## What is needed:
Pull every line with "water" from the entries below.

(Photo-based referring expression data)
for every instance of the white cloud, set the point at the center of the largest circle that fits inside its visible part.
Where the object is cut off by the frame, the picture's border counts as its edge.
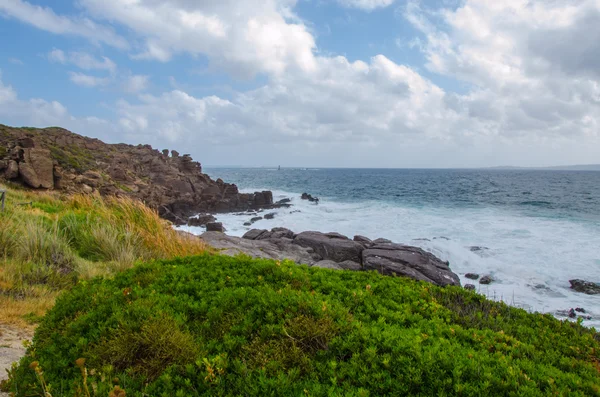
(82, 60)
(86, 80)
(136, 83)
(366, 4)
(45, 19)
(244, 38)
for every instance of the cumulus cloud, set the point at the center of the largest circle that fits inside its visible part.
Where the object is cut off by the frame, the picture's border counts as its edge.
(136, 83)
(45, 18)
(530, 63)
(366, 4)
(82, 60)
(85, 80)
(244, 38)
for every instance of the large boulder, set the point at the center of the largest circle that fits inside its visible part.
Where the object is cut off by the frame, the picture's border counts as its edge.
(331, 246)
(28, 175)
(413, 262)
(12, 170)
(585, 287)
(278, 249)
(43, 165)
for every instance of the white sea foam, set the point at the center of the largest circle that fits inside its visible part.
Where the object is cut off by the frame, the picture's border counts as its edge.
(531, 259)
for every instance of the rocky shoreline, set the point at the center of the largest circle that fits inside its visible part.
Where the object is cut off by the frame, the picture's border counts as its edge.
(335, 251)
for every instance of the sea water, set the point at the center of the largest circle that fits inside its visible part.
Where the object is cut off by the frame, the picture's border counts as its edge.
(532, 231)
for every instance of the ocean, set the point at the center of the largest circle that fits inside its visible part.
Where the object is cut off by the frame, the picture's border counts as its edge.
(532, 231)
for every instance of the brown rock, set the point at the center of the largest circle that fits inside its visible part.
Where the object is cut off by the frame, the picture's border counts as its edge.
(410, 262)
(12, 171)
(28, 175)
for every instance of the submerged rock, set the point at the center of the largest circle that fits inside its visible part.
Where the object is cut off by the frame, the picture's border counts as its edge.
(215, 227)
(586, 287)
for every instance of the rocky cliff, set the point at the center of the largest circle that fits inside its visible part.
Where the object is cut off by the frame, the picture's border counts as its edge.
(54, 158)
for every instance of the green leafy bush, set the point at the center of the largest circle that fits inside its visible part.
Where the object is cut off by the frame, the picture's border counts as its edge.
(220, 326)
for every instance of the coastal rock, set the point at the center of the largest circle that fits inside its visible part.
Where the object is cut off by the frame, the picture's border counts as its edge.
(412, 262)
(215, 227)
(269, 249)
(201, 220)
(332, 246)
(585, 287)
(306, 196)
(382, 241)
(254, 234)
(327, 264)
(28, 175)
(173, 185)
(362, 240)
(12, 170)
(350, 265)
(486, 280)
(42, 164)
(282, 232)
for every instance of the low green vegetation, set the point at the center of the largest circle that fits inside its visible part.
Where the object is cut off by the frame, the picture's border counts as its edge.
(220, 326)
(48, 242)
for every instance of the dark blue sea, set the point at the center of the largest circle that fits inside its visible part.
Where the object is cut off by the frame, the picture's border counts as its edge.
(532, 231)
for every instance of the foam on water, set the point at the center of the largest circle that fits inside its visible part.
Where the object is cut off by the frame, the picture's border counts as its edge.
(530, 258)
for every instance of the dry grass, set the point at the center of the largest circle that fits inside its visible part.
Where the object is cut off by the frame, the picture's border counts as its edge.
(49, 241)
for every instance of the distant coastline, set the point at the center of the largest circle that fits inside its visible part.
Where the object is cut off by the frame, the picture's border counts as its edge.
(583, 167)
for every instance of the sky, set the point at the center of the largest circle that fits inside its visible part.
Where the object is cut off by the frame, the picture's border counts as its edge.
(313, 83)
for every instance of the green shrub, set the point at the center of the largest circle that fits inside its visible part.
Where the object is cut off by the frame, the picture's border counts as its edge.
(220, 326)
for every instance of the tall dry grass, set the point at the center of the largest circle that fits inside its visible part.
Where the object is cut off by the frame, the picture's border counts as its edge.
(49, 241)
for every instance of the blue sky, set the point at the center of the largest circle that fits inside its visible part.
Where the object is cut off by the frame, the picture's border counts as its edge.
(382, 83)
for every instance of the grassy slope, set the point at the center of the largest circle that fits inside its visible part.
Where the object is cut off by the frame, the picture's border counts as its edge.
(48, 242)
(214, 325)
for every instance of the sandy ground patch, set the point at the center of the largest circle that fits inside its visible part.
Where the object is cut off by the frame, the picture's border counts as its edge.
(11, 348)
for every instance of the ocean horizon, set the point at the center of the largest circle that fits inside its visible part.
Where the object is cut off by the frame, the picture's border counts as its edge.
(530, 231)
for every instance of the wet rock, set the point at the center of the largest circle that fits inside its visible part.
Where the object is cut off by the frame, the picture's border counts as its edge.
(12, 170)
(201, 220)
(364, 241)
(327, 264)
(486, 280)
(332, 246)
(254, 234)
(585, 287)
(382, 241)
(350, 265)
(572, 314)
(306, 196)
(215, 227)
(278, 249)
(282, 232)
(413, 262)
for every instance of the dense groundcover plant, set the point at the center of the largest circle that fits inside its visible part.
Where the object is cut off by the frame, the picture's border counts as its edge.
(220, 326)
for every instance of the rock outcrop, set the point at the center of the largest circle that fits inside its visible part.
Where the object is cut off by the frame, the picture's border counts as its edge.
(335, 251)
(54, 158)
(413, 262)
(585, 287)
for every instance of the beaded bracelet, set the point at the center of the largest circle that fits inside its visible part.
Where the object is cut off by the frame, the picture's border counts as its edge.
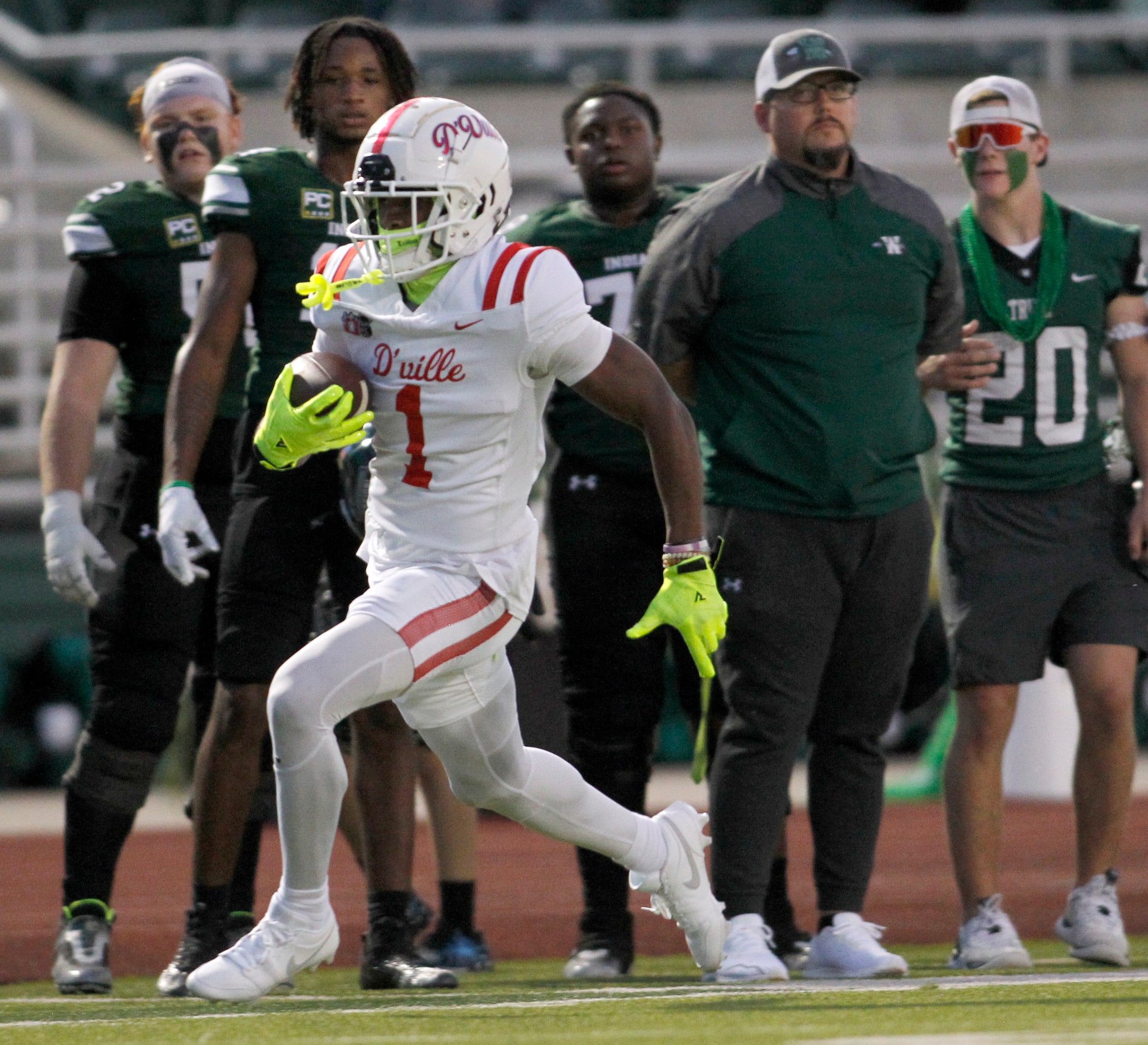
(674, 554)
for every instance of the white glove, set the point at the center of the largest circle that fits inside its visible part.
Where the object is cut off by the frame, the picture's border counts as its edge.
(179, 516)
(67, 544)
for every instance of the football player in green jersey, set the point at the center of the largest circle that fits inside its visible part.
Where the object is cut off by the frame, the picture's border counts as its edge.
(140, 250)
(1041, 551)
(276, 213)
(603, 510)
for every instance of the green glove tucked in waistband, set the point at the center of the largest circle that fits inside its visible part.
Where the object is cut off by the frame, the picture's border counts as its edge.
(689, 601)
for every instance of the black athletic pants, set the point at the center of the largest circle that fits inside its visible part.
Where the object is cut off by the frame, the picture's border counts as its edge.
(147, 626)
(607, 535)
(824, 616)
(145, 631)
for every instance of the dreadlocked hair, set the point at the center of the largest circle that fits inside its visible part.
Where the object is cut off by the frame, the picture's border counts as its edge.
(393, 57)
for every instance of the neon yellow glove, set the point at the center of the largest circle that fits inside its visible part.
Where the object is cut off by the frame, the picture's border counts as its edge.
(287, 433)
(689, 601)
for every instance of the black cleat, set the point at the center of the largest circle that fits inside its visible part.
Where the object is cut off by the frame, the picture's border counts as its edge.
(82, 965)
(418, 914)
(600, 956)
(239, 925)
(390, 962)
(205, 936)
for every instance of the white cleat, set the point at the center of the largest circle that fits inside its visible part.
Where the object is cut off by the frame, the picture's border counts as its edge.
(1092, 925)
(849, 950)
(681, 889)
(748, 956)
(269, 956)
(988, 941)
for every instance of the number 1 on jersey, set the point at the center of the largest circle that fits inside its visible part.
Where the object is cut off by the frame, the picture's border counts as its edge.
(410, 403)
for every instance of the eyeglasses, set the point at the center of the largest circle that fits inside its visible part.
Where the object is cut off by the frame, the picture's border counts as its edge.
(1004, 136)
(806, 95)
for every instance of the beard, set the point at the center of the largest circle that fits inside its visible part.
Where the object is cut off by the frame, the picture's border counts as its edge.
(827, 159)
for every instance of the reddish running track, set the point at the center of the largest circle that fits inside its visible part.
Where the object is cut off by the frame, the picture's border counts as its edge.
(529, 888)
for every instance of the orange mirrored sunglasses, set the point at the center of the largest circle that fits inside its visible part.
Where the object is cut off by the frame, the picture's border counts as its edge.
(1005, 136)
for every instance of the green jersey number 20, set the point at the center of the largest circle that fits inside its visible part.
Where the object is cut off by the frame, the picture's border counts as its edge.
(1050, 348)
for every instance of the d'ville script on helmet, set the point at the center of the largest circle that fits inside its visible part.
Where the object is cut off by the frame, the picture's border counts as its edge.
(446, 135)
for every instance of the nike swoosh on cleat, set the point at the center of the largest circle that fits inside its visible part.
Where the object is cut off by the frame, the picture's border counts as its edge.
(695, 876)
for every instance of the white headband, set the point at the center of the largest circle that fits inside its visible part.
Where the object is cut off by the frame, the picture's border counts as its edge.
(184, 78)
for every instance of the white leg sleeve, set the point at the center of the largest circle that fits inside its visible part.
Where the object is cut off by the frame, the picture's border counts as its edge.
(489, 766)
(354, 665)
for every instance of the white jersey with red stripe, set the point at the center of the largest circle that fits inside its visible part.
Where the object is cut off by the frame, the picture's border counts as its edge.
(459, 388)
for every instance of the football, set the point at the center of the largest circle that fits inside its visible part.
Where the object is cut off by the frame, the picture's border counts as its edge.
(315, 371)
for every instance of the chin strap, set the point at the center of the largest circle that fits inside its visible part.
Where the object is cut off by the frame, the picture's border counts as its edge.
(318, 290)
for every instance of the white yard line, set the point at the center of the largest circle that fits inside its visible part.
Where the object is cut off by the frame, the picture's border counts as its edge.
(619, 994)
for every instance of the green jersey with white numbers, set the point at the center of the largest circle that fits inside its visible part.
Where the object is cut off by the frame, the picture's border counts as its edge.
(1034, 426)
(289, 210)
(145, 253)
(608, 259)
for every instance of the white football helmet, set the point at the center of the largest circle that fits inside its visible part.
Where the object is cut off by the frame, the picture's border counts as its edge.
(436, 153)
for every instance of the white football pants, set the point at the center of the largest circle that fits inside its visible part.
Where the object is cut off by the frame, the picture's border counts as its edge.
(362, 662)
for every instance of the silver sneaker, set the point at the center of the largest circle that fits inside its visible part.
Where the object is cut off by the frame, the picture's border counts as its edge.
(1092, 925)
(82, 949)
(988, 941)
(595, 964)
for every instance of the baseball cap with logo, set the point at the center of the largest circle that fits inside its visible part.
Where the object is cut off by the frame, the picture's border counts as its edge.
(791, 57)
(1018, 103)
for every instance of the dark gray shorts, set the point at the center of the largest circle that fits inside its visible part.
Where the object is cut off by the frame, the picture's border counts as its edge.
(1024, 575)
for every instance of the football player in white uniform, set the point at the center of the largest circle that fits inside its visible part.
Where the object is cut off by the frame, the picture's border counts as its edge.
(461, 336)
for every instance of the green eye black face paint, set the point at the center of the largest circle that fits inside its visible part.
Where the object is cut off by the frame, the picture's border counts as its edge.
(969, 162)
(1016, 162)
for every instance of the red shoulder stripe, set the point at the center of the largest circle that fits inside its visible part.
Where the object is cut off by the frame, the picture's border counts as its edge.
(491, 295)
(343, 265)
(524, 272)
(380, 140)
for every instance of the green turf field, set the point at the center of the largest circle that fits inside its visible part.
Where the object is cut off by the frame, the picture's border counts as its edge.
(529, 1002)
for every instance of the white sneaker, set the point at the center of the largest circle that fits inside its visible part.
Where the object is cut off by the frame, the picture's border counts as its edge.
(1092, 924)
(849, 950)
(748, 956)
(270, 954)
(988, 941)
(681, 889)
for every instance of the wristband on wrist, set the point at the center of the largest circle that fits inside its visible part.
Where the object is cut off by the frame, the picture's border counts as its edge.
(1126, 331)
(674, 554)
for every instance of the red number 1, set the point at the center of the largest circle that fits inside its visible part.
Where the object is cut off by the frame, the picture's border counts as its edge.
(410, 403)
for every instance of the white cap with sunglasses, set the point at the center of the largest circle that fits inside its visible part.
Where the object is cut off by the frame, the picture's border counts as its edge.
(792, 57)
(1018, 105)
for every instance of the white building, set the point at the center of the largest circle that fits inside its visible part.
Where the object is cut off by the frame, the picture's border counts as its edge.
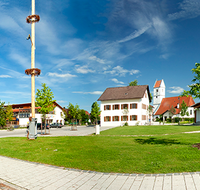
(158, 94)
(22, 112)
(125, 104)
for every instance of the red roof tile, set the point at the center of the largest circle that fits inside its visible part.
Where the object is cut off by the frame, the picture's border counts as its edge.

## Output of the task:
for every instance of the sea water, set the point at the center of the largest circle that fits inside its visible part.
for every instance of the foam on water, set the point at the center of the largest circle that fits inside its visible part.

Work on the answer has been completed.